Directions: Your answer should consist only of the lines below from the one with "Q: Where is a point on each instance of the overcast" through the one with "x=617, y=199", copied exactly.

Dataset entries:
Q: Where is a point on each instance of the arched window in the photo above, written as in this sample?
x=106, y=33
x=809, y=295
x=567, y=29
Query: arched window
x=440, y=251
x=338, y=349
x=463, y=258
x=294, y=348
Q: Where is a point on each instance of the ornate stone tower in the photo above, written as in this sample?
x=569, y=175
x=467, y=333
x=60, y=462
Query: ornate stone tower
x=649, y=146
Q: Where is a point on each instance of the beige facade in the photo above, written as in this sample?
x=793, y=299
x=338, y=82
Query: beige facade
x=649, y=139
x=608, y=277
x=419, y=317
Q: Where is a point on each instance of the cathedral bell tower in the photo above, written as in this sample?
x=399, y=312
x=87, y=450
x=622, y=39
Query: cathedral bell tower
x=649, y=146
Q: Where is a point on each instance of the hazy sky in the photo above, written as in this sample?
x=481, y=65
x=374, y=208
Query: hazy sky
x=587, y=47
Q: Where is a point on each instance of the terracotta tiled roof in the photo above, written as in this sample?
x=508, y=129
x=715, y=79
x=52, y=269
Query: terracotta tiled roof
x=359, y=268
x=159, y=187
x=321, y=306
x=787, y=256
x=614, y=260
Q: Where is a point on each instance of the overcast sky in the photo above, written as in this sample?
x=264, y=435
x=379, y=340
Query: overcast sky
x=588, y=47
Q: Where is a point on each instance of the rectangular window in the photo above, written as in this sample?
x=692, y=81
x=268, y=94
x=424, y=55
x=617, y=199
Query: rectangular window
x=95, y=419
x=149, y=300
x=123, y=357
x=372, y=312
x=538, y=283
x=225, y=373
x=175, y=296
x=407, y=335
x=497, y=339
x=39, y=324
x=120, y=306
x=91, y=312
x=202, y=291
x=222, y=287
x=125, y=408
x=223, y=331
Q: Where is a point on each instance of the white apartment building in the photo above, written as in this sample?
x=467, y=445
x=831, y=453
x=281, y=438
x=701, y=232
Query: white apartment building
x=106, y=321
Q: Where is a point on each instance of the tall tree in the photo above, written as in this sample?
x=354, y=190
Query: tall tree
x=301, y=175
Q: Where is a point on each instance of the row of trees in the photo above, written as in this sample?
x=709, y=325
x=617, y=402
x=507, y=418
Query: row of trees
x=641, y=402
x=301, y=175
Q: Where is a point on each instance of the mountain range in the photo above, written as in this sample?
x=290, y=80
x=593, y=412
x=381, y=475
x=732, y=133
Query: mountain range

Solution for this exercise:
Q: Where is a point on each instance of the overcast sky in the photo above, written as in this sample?
x=264, y=435
x=379, y=340
Query: overcast sky
x=588, y=47
Q: Where is a point on each instance of the rectangular window in the photo above, written as in this sample?
x=692, y=81
x=268, y=94
x=424, y=55
x=617, y=199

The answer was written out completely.